* **Problem 1**
Gather every line of the records that contains the word "surface" and copy each one out, treating uppercase and lowercase as different.

* **Excerpt**
•••

How to Love Your Job Even If You Don't Like It
Author Kerry Hannon offers 10 easy ways to do it
A story caught my attention on the NBC Nightly News a few months back. It was about Clockwork Active Media, a Minneapolis, Minn.-based digital strategy agency and its 75 employees say they love, love, love to work.
Clockwork staffers can come in and leave any time and their vacation time is unlimited as long as they get their work done. Ice-cold beer is always on tap and the employees can bring in their kids whenever they want. “WE LOVE MONDAYS,” is emblazoned across the company’s home page and “it’s true,” says CEO Nancy Lyons.
Great for them. Most employees, however, aren’t so lucky. Just four in 10 are highly engaged, according to the Towers Watson 2014 Global Workforce Study. Little wonder that Americans are quitting their jobs at the fastest pace since early 2008, according to a U.S. Labor Department survey.
But I believe there are a few ways you can fall in love with your job even if you don’t like it right now. (In fact, I’ve written a new book to inspire you: Love Your Job: The New Rules for Career Happiness.)
When I hear people whining about their jobs or their boss I want to shout: suck it up! Do something about it. Stop being a victim. If you can make it work where you are right now, you’ll save yourself a lot of trouble.
Here, taken from my book, are 10 ways to do it:
1. Focus on what you like about your work and ramp it up. This will give you the strength to tackle the tough parts. Consider things like your coworkers, your (perhaps only occasionally) stimulating assignments, opportunities for learning, the respect you engender and the perks — whether that’s cold beer or a 401(k).
2. Make a change — even a small one. Boredom is often at the root of unhappiness at work. So take a single step toward modifying what’s getting you down. Challenge yourself to look for one area that would give you more joy at work and then make it happen. If you persistently add worth to what you bring to the job, chances are your boss will notice and reward you for it.
One way to do this: sign up for continuing education or professional development programs offered by your employer. When you acquire knowledge, you notice the world around you. Your mind turns on.
As author Bruce Rosenstein writes in Create Your Future The Peter Drucker Way, it’s your responsibility to “remain relevant” in your work. Rosenstein told me: “Drucker [a management guru] believed that education never ended for a successful knowledge worker.”
3. Declutter your office. When people feel low on energy, often it’s because they’re not clearing out as they go. Their inbox is overflowing. Their desk is a disaster. Their file drawers are jammed.
Decluttering is liberating and empowering. Says career coach Beverly Jones: “You are saying, ‘This is valuable, this is not.’ It’s a physical, practical way to engage in making decisions about your life and what you want to do with it.” Getting rid of stuff brings a new perspective, she adds.
4. Find a positive image to inspire you and help you cope with a job. I call mine “going to my happy place.” I close my eyes and visualize a green field in the Virginia countryside with a sweeping view of the Blue Ridge Mountains. I go there in my head and sit. It calms me down, I feel peaceful and my attitude shifts.
If you want a more concrete focal point, tape a picture of a special image on your office wall, away from your computer and phone. That way, you’ll have to turn to look directly at it, which can be transporting. The very action of directing your attention away from your work opens up the door in your day for a respite, a restart, and a new view. It’s reviving and centering at the same time.

•••

* **Problem 2**
Repeat word for word the stretch of the article on loving your job from "3. Declutter your" through "perspective, she adds.".

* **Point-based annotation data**
•••

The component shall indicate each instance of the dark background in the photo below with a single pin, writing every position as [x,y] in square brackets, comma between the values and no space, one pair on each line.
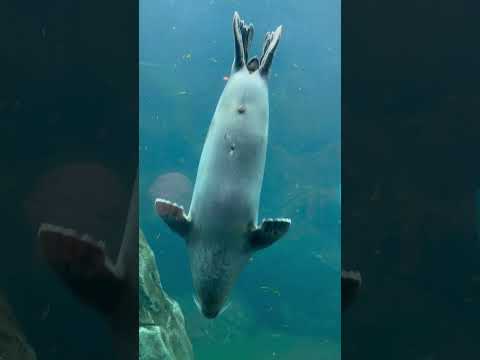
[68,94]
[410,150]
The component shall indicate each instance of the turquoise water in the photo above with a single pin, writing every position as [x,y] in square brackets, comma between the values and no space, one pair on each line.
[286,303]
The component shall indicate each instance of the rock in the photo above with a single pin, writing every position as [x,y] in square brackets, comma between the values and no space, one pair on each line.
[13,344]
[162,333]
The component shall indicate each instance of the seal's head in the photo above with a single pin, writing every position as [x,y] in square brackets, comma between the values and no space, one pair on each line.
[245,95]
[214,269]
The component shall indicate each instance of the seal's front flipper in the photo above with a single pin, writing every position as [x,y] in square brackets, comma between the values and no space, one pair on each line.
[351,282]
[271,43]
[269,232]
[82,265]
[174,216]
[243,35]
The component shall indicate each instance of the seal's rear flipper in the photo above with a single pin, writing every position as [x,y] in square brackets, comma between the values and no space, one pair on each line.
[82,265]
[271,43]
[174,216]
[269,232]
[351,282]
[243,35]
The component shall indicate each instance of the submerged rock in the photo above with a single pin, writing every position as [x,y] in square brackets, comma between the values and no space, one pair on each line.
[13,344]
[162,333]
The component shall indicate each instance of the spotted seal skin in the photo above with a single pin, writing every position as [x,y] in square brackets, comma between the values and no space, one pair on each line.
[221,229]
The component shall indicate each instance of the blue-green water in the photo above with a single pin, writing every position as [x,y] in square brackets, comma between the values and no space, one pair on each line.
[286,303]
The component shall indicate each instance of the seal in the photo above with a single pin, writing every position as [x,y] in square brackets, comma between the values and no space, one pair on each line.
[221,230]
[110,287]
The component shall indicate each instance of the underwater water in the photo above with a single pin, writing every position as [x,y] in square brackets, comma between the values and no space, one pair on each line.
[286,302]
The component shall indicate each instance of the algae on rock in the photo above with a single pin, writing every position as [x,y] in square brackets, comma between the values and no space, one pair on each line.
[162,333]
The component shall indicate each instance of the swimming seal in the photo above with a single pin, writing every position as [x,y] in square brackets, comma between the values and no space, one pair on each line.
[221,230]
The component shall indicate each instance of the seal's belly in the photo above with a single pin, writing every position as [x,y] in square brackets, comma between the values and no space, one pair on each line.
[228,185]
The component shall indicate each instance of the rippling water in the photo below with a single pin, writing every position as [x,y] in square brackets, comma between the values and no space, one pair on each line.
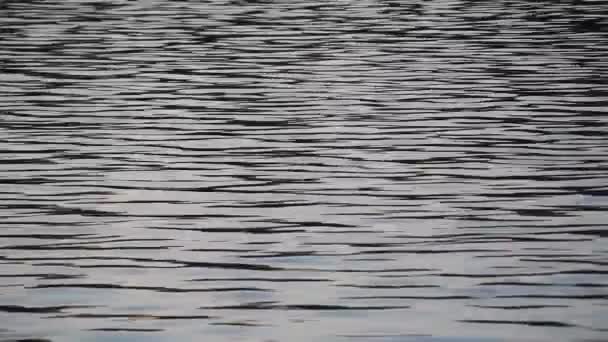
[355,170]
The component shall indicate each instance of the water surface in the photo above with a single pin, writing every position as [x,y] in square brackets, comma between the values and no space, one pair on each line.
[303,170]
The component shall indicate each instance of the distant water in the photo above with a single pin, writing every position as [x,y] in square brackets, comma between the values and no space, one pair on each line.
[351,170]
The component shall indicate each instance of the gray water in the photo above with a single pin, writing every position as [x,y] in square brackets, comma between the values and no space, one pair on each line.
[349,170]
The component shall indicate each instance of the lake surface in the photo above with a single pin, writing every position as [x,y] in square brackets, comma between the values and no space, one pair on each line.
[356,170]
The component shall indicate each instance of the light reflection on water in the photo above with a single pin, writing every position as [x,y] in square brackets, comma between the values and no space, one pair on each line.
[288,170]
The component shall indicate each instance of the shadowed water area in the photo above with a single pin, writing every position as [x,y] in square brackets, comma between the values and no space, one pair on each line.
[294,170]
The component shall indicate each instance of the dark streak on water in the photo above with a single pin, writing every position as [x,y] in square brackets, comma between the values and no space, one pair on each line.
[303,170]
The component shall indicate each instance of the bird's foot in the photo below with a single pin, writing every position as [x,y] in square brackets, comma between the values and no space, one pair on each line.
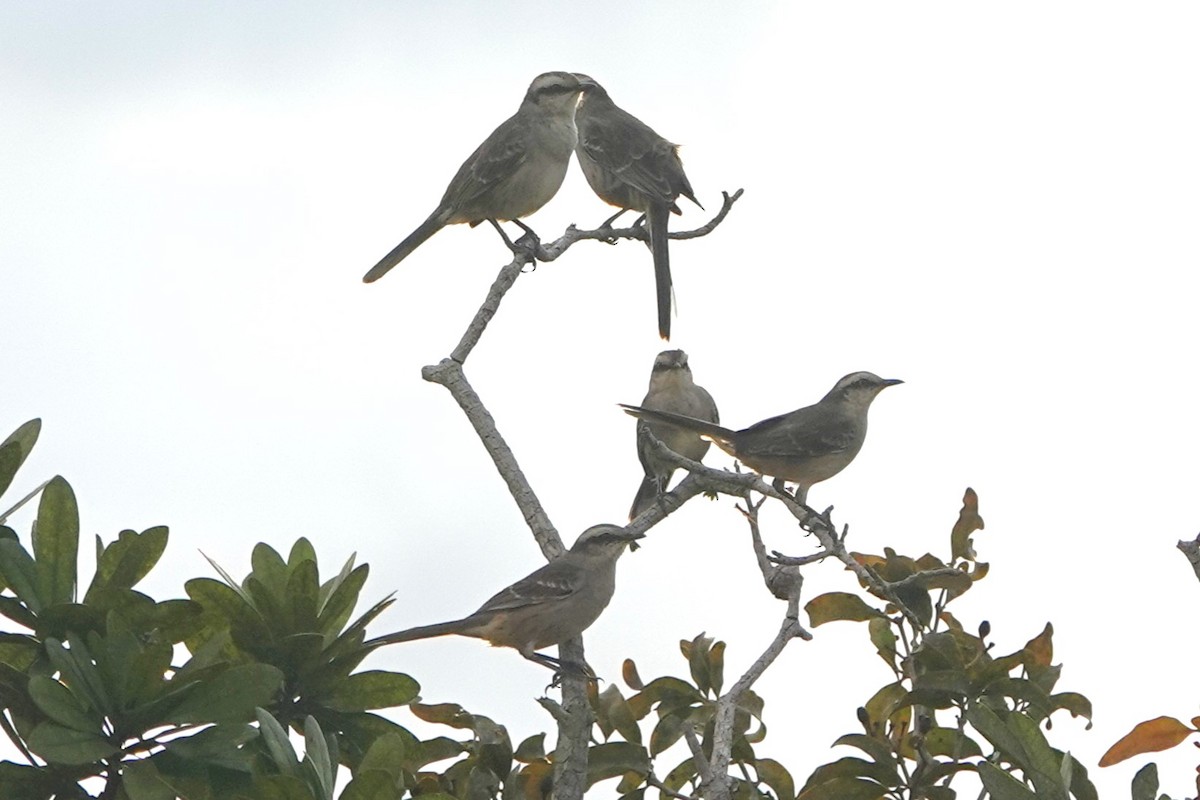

•••

* **Written response 1**
The component shall indicate each instance of the water surface in the photo above with a single pin, writing every position as [x,y] in square brackets, comma between the values and no space, one pair on each line.
The component shall indicate each instance of the lake surface in the photo above with a single pin, writing every position as [x,y] in square brackets, comma between the values and no space, one pair on each line.

* **Written response 2**
3. Declutter your office. When people feel low on energy, often it’s because they’re not clearing out as they go. Their inbox is overflowing. Their desk is a disaster. Their file drawers are jammed.
Decluttering is liberating and empowering. Says career coach Beverly Jones: “You are saying, ‘This is valuable, this is not.’ It’s a physical, practical way to engage in making decisions about your life and what you want to do with it.” Getting rid of stuff brings a new perspective, she adds.